▸ **Task to carry out**: Retype the listing that follows, word for word.

▸ **Dataset excerpts**:
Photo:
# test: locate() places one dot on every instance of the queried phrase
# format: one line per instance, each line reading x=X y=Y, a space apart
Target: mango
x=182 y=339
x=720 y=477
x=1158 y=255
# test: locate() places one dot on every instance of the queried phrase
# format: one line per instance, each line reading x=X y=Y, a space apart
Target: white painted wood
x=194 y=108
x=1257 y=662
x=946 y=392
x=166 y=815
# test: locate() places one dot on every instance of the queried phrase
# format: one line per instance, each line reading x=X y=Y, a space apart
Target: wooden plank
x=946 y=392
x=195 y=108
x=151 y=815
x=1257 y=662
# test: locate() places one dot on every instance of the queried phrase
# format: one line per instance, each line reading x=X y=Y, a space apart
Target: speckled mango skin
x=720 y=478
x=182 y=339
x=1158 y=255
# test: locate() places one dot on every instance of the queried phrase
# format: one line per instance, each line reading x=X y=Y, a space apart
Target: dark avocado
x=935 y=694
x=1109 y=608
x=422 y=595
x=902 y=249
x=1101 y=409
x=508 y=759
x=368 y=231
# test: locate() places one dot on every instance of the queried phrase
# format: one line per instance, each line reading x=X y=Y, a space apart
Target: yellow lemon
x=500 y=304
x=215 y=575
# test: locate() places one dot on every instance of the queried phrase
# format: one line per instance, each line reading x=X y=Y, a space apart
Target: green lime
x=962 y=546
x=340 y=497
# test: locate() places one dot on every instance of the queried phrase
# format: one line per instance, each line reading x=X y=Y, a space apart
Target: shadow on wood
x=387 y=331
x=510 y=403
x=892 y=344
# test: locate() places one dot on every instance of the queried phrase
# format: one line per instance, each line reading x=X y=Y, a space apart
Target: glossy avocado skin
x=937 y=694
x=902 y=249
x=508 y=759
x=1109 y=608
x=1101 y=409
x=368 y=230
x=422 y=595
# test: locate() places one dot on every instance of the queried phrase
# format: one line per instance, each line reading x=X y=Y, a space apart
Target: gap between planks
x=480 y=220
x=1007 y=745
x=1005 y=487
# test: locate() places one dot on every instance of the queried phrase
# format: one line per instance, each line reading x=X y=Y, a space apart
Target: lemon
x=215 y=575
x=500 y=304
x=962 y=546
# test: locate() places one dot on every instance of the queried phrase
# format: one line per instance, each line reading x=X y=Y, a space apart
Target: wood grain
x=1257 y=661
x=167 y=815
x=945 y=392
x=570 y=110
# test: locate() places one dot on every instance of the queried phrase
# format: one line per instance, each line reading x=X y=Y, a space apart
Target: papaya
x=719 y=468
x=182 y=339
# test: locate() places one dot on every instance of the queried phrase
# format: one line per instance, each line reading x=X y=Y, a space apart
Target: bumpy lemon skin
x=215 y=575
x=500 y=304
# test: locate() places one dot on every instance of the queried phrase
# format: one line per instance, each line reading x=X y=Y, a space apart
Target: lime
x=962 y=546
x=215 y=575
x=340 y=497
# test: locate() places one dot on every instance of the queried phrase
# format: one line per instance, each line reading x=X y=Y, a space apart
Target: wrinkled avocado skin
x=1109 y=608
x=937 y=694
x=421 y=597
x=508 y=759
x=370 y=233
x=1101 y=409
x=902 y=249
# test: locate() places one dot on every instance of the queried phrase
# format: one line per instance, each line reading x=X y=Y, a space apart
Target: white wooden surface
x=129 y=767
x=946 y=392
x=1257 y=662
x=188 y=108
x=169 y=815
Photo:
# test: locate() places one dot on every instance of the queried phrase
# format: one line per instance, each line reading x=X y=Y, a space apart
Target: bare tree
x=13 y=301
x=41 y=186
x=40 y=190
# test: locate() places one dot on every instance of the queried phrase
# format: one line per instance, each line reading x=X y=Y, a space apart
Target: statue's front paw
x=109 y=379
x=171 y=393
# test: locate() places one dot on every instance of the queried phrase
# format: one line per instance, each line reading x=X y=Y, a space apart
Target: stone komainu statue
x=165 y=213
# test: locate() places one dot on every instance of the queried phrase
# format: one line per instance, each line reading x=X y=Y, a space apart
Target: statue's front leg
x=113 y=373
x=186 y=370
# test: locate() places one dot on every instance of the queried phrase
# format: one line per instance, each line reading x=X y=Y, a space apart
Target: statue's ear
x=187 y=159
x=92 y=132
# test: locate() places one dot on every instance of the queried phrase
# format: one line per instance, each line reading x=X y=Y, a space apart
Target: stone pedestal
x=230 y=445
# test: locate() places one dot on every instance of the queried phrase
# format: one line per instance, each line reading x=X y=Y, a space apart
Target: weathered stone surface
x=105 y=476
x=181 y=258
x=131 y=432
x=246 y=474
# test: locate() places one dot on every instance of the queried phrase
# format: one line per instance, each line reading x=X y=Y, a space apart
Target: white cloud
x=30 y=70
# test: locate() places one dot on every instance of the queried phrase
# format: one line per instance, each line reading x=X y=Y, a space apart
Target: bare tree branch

▸ **Completed task**:
Photo:
# test: locate() places one dot on every instance of the queried phrase
# format: one line per instance, each line reading x=X y=Y, a space apart
Target: mango
x=182 y=339
x=720 y=477
x=1158 y=255
# test: locate() places one dot on every instance of the queried phrase
# format: one line per instance, each line reading x=X y=Y, a space apart
Target: white painted wood
x=194 y=108
x=1257 y=662
x=946 y=392
x=166 y=815
# test: locate() places one dot on every instance of the queried phrase
# format: one line per instance, each line reading x=X y=Y, a space apart
Target: wooden plank
x=946 y=392
x=195 y=108
x=151 y=815
x=1257 y=662
# test: locate() places one dot on every instance of the queried phrase
# format: one line per instance, each line reading x=X y=Y, a space apart
Target: speckled mango skin
x=720 y=478
x=182 y=339
x=1158 y=255
# test: locate() places one dot on every instance of the queried phrase
# format: one line per instance, each line reading x=X y=Y, a space apart
Target: dark avocado
x=935 y=694
x=1109 y=608
x=422 y=595
x=902 y=249
x=1101 y=409
x=508 y=759
x=368 y=231
# test: locate() places one dot on every instance of the queried phrase
# format: one line per instance, each line reading x=X y=Y, a space apart
Target: yellow lemon
x=500 y=304
x=215 y=575
# test: locate() places one dot on every instance of the queried phrase
# format: one line per instance, each line reading x=X y=Y, a space apart
Target: green lime
x=962 y=546
x=340 y=497
# test: locate() places one dot on every instance of the queried phrase
# format: one line per instance, each line reading x=X y=Y, a space apart
Target: shadow on wood
x=387 y=331
x=510 y=403
x=892 y=344
# test: locate() places one dot on every instance of the queried phrase
# format: one line per instance, each line reading x=X y=Y, a space apart
Target: glossy avocado skin
x=937 y=694
x=902 y=249
x=508 y=759
x=1109 y=608
x=1101 y=409
x=368 y=230
x=422 y=595
# test: locate() places one dot on every instance of the queried phrase
# format: one line per instance, each line reading x=X y=Y, a space apart
Target: gap between planks
x=480 y=220
x=1007 y=745
x=1005 y=487
# test: locate() places one dot on every instance of the queried phrase
# format: one line per instance, each line reading x=X y=Y, a space apart
Target: lemon
x=215 y=575
x=500 y=304
x=962 y=546
# test: locate() places one dot on every instance of the queried phrase
# format: one line per instance, each line reading x=X y=Y, a space apart
Target: wood grain
x=1257 y=661
x=167 y=815
x=945 y=392
x=570 y=110
# test: locate() places one dot on every instance of the queried phrase
# format: one line per instance, each line reading x=X y=Y, a space apart
Target: papaya
x=719 y=468
x=182 y=339
# test: locate() places one dot on every instance of the queried phrase
# format: one line per instance, each line reading x=X y=Y, a space apart
Target: bumpy lemon skin
x=215 y=575
x=500 y=304
# test: locate() places one dot on every instance of the queried phrase
# format: one line per instance, each line reading x=X y=Y, a space apart
Target: lime
x=962 y=546
x=215 y=575
x=340 y=497
# test: locate() places one dot on every instance of the queried phrase
# format: one line per instance, each line reading x=X y=Y, a space apart
Target: wrinkled avocado skin
x=1109 y=608
x=937 y=694
x=421 y=597
x=508 y=759
x=370 y=233
x=1101 y=409
x=902 y=249
# test: locate() places one dot on every instance of the queried phrase
# format: one line per instance, each line reading x=X y=Y, a space apart
Target: white wooden surface
x=129 y=767
x=946 y=392
x=1257 y=662
x=188 y=108
x=169 y=815
Photo:
# test: locate() places one dot on every instance of the queried phrase
# format: one line per instance, each line reading x=X y=Y, a space apart
Target: bare tree
x=13 y=301
x=41 y=186
x=40 y=190
# test: locate() places one dot on every instance of the queried phrase
# format: one line per instance, each line reading x=X y=Y, a space apart
Target: statue's front paw
x=109 y=379
x=171 y=393
# test: locate() places one dot on every instance of the queried phrase
# format: one line per instance, each line reading x=X y=Y, a space apart
Target: stone komainu statue
x=165 y=213
# test: locate() places one dot on every instance of the queried phrase
# format: one line per instance, each line reading x=X y=Y, a space apart
Target: statue's front leg
x=113 y=373
x=186 y=370
# test: locate() places one dot on every instance of the queried phrase
# format: one line per instance, each line reading x=X y=Y, a space apart
Target: statue's ear
x=187 y=159
x=92 y=132
# test: locate() places one dot on every instance of the queried phrase
# format: one line per instance, each line reading x=X y=Y, a space apart
Target: stone pedestal
x=230 y=445
# test: locate() places one dot on every instance of the queried phrase
# format: one line per instance, each line reading x=X y=Y, a space apart
Target: weathered stone surface
x=105 y=476
x=181 y=258
x=131 y=432
x=246 y=474
# test: locate() places one dot on every instance of the queried phrase
# format: one line per instance, each line reading x=X y=Y, a space apart
Target: white cloud
x=30 y=70
# test: locate() places one dot on every instance of the queried phrase
# format: one line per instance, each line reading x=X y=Y, a space apart
Target: bare tree branch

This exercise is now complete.